- TEXTE À LIRE:
▬▬▬
Ensuite, depuis la rentrée parlementaire du 11 septembre, parmi les dossiers emblématiques du président, seule la loi sur les emplois d'avenir a été définitivement adoptée par le Parlement et validée par le Conseil constitutionnel, mercredi. Elle sera publiée au Journal officiel dans les prochains jours.
En cause : "la volonté de se démarquer de Sarkozy"
Ces péripéties mettent en exergue une particularité du début du mandat de François Hollande : peu de lois ont été promulguées depuis son élection. Deux de ses promesses sont devenues des lois adoptées, quand l'ex-président Nicolas Sarkozy – dont le début de mandat a été comparable, car lui aussi suivi d'élections législatives – avait réussi à faire passer quatre réformes emblématiques, entre mai et fin octobre 2007. La différence saute aux yeux sur Légifrance, site web officiel du gouvernement, qui diffuse les textes législatifs et réglementaires.
Didier Maus, spécialiste du droit constitutionnel, et Olivier Dord, professeur de droit public à l'université Paris-X Nanterre, interrogés par francetv info, estiment que ce retard n'est pas la conséquence de la révision constitutionnelle de 2008. Selon eux, il est surtout lié à la volonté politique portée par François Hollande de lancer des concertations sur tous les sujets, ou presque.
"Un certain nombre de choses ne sont pas prêtes, donc cela prend plus de temps", pour déposer un projet de loi en bonne et due forme, relève Didier Maus. "Nicolas Sarkozy était allé beaucoup plus vite, mais c'était dans son tempérament", ajoute-t-il. "Le président actuel fait preuve d'une volonté, peut-être excessive, de se démarquer de Nicolas Sarkozy, qui a pris des décisions de manière unilatérale", analyse de son côté Olivier Dord.
Apparaître comme l'anti-Sarkozy, être un président "normal" : c'est la stratégie de François Hollande. Faire le dos rond en espérant que les choses aillent mieux est une démarche assumée. La garde rapprochée du chef de l'Etat veut croire que les choses rentreront dans l'ordre à la fin de l'année 2012 et seront relancées en 2013, selon Le Parisien (article payant). "Tout le pari, c'est que ça redémarre au second semestre de 2013", a indiqué au quotidien un éminent conseiller élyséen. "D'ici là, on accepte d'en prendre plein la tête", a-t-il ajouté.
▬▬▬
- BUT DE L'EXERCICE:
Veuillez répondre à ces questions sur le texte sur le début de mandat de François Hollande :
1. Quelle loi a été définitivement adoptée par le Parlement et validée par le Conseil constitutionnel ?
2. Combien de réformes emblématiques Nicolas Sarkozy avait-il fait passer entre mai et fin octobre 2007 ?
3. Dans quelle université Olivier Dord est-il professeur de droit public ?
Appuyez-vous uniquement sur le texte sur le début de mandat de François Hollande.

- MATÉRIEL RECUEILLI:
▬▬▬
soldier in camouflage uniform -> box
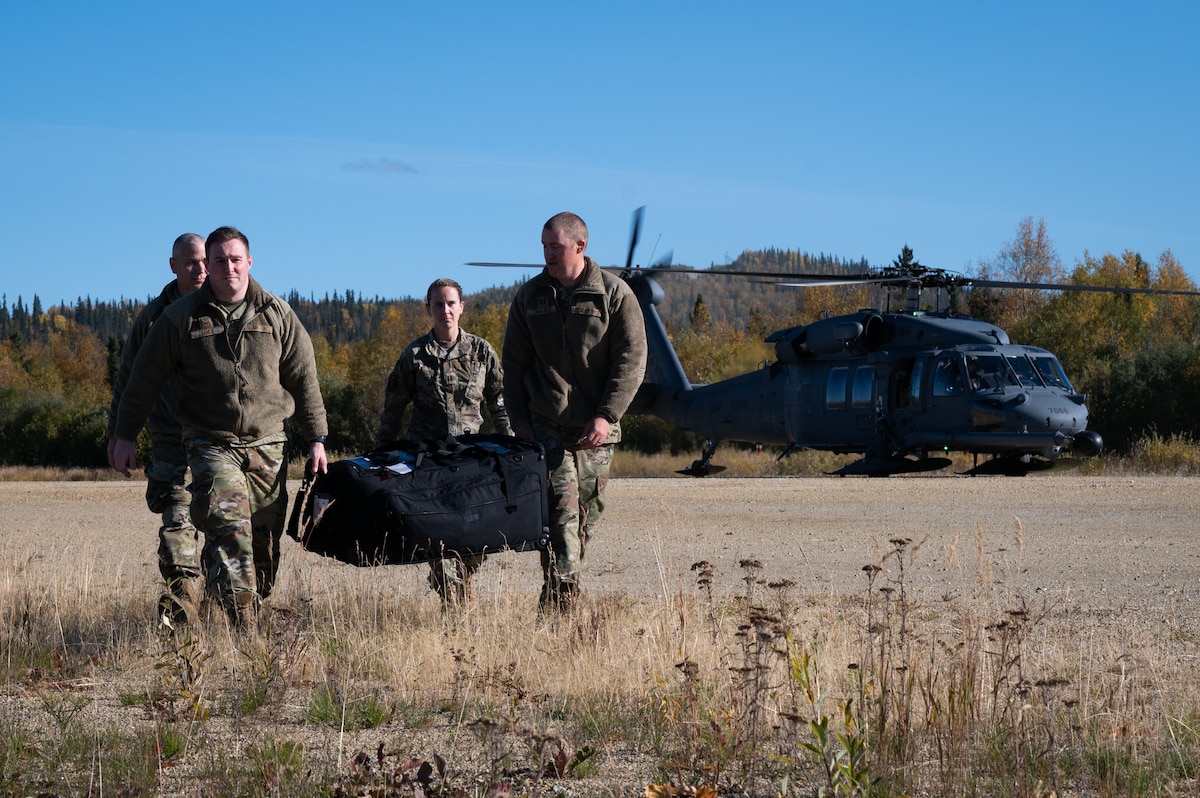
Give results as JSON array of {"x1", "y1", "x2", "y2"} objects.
▬▬▬
- RÉPONSE:
1. La loi sur les emplois d'avenir.
2. Quatre.
3. À l'université Paris-X Nanterre.